▶ SUPPLIED RECORDS
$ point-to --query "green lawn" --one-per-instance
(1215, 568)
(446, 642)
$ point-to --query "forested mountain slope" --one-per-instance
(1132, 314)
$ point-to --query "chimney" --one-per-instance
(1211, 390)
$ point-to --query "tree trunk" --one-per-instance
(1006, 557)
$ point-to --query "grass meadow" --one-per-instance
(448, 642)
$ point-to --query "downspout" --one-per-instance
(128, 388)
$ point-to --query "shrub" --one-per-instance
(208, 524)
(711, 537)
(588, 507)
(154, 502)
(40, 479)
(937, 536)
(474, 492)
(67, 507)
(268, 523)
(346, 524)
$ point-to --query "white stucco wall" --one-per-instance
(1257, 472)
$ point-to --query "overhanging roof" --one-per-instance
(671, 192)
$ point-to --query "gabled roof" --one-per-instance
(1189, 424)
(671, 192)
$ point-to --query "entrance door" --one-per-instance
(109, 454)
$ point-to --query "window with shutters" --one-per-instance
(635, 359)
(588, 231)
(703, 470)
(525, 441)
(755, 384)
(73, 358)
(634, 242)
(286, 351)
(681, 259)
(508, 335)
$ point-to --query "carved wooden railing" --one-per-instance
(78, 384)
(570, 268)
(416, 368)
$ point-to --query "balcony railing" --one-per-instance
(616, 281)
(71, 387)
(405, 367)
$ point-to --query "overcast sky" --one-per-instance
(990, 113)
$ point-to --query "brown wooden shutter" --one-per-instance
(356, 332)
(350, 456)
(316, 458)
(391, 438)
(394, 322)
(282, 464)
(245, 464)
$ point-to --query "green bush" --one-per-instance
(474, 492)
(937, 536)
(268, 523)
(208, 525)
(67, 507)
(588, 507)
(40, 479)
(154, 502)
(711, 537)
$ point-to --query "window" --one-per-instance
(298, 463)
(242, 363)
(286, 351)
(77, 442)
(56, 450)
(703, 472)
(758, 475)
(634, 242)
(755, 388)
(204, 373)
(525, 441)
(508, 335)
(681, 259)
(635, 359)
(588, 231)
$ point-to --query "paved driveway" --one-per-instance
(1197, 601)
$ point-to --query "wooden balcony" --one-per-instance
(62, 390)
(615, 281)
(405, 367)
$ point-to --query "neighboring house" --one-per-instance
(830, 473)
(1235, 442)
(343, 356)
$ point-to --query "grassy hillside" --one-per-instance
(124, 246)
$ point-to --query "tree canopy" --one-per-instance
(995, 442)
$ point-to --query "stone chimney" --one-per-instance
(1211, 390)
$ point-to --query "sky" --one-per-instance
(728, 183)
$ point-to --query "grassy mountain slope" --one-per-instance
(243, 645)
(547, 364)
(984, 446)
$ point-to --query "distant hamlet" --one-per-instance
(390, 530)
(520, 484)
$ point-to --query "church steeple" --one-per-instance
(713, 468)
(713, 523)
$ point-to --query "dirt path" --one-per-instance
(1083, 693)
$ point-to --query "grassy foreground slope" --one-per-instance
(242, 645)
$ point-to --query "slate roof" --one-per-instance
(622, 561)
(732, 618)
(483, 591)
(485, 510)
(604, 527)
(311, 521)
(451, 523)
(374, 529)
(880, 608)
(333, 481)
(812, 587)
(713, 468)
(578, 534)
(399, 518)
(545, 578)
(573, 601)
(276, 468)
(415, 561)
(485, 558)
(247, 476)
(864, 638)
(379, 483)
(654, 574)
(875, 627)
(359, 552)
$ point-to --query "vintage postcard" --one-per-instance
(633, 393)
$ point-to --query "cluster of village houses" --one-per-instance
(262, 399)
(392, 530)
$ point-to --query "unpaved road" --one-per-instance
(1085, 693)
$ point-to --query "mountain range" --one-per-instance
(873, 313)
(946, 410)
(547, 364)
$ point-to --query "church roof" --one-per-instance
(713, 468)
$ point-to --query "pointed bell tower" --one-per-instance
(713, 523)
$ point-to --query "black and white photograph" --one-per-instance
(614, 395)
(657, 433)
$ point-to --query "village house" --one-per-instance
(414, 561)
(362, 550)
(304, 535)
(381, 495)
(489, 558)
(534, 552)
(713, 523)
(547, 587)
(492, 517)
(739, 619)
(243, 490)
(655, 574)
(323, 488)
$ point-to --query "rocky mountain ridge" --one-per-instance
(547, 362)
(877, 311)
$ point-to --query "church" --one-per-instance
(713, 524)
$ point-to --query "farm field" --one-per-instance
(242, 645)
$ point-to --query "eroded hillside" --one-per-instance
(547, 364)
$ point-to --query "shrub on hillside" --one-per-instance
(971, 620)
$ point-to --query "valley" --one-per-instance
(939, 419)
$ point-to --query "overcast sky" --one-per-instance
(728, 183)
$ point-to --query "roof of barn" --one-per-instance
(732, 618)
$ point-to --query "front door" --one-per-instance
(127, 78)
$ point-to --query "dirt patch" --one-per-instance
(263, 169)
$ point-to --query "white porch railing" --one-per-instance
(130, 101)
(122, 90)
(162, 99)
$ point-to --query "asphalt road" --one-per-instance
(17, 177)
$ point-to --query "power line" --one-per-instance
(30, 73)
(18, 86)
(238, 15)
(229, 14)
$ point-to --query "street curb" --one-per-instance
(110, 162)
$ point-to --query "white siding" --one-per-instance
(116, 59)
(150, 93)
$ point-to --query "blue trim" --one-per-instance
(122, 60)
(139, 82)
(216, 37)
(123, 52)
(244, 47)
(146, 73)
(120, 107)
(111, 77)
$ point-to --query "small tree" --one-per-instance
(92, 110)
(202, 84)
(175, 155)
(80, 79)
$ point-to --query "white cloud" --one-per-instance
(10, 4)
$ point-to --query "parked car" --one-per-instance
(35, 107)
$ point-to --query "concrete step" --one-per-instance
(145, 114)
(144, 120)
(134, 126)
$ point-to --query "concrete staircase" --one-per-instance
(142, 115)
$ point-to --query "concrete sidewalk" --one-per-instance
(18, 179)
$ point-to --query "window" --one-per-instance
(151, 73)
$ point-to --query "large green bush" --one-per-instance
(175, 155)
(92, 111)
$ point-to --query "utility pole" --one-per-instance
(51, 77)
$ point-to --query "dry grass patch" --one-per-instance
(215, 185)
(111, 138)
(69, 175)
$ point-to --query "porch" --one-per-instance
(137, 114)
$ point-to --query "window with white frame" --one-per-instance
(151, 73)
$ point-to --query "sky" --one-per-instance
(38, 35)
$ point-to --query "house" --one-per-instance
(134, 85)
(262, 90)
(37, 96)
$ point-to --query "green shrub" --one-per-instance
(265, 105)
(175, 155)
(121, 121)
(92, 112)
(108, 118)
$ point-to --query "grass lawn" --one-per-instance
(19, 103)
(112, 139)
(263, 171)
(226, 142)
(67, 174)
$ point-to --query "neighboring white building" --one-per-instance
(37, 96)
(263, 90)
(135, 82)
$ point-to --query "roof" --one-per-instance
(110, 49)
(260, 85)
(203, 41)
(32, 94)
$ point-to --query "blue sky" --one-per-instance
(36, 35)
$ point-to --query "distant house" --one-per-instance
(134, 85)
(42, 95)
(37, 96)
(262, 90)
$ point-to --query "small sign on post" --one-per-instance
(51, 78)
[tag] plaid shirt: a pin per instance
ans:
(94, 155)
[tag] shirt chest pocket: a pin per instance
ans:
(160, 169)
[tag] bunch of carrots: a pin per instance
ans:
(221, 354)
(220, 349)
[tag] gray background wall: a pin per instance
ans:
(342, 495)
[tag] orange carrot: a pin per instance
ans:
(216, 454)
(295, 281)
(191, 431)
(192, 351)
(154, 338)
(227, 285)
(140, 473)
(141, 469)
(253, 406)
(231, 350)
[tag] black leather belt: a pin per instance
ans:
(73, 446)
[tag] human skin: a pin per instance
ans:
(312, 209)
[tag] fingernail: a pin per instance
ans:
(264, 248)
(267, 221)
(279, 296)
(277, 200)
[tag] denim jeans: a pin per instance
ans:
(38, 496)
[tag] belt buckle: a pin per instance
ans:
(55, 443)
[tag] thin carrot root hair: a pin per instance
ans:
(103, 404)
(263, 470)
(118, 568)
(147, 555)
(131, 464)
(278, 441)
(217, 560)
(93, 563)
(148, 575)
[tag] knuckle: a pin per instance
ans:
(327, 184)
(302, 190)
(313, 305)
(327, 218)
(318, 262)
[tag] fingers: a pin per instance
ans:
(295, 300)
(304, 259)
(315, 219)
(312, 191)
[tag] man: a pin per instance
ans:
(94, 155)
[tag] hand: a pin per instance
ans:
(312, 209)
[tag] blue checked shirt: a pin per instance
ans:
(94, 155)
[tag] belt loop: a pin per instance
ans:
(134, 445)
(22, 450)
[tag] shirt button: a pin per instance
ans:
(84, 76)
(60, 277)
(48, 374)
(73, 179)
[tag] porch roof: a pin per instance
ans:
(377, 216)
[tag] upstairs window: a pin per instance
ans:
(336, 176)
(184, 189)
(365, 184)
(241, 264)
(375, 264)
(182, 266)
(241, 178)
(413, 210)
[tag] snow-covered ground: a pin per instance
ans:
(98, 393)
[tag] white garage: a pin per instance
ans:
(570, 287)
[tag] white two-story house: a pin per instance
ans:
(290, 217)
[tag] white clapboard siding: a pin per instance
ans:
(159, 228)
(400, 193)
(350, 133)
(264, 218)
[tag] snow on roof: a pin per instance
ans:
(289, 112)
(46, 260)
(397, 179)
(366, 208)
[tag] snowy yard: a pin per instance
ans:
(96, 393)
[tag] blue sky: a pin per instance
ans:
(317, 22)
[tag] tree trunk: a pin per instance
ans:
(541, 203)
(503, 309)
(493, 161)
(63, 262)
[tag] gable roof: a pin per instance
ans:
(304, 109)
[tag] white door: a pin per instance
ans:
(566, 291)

▶ STATED EXERCISE
Transcribe only the trailing portion of the entries above: the line that contains "[tag] white garage: a pin per instance" and each line after it.

▶ CORRECT RESPONSE
[tag] white garage: a pin per instance
ans:
(570, 287)
[tag] white two-story house: a pin per instance
ans:
(290, 217)
[tag] white clapboard siding: a pin per instance
ans:
(159, 228)
(400, 193)
(350, 133)
(264, 218)
[tag] snow on roof: a pin per instance
ans:
(289, 112)
(46, 260)
(397, 179)
(366, 208)
[tag] snowy yard: a pin per instance
ans:
(96, 393)
[tag] blue sky: a pin per instance
ans:
(317, 22)
[tag] tree trunk: a pin per instance
ans:
(541, 203)
(503, 309)
(493, 161)
(63, 262)
[tag] gable roof: a pin per instance
ans:
(304, 109)
[tag] white door: a pin per instance
ans:
(566, 291)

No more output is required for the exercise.